APPLY WHAT YOU READ:
[1] Write out the part of the article on California landlord disclosures starting with "The information you" and going on through "by California law.".
[2] Answer these questions from the article on California landlord disclosures.
(a) On what date was the article posted?
(b) How close to a closed military base where explosives were used must a property be for the landlord to notify the prospective tenant?
(c) Besides telling the potential tenant about periodic pest control, what information must the landlord provide?

EXTRACT PROVIDED:
California landlords must make these disclosures to their tenant

On Behalf of | Feb 3, 2023 | Real Estate Law

As a landlord in California, you must make specific disclosures to a potential tenant before they rent your property. Such disclosures are necessary for the tenant to decide whether to rent the property.

The information you need to bring to light before the tenancy commences ranges from unsafe conditions at the property to other matters that may concern the tenant. Here are some of the disclosures you must make as stipulated by California law.

Potential health hazards on the property

You must disclose the presence of any harmful substances such as asbestos, toxic mold, lead-based paint or other carcinogenic chemicals that the tenant may be exposed to at the property.

The presence of a military base or explosives

If you know that the property is within a mile of a closed military base where explosives were used, you must notify the prospective tenant before they sign the lease agreement.

Regular pest control services

If you have periodic pest control at the property, you must inform the potential tenant about it and provide information on the pesticides to be used.

DATA EXTRACT:
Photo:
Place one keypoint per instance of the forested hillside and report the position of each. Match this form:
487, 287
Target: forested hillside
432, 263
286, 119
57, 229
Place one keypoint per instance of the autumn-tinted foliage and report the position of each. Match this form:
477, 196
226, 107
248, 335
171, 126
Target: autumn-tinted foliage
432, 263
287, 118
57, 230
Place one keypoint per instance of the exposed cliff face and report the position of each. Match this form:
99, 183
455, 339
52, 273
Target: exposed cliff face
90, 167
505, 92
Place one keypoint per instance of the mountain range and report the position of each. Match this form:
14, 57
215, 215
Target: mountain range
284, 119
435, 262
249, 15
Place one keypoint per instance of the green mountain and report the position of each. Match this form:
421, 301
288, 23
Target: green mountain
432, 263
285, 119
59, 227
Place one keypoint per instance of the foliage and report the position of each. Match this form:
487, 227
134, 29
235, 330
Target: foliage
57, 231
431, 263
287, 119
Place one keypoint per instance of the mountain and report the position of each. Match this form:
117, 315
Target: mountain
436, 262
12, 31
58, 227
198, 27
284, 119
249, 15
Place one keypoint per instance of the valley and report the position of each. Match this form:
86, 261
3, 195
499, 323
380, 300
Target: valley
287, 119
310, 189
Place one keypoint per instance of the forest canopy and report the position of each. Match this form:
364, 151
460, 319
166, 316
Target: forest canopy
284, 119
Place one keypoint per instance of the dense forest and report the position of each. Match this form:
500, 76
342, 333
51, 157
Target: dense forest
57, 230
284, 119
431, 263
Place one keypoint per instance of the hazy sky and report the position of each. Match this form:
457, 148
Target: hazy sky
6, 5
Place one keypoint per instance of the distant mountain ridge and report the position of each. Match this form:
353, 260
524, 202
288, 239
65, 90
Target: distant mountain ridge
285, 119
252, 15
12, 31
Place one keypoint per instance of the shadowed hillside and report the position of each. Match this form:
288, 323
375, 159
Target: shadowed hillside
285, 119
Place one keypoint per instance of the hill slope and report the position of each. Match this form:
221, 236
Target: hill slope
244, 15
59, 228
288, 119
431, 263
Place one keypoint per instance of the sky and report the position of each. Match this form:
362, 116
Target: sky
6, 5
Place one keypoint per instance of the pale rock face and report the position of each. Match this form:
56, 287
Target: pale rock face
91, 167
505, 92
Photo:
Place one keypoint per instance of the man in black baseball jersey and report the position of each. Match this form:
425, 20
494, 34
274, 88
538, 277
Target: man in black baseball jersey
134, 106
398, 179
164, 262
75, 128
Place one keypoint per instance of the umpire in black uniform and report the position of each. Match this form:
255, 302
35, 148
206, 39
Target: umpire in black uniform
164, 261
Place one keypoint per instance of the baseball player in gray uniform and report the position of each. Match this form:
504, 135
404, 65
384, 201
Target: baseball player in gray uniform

ANSWER SECTION:
[1]
The information you need to bring to light before the tenancy commences ranges from unsafe conditions at the property to other matters that may concern the tenant. Here are some of the disclosures you must make as stipulated by California law.

[2]
(a) Feb 3, 2023
(b) Within a mile
(c) Information on the pesticides to be used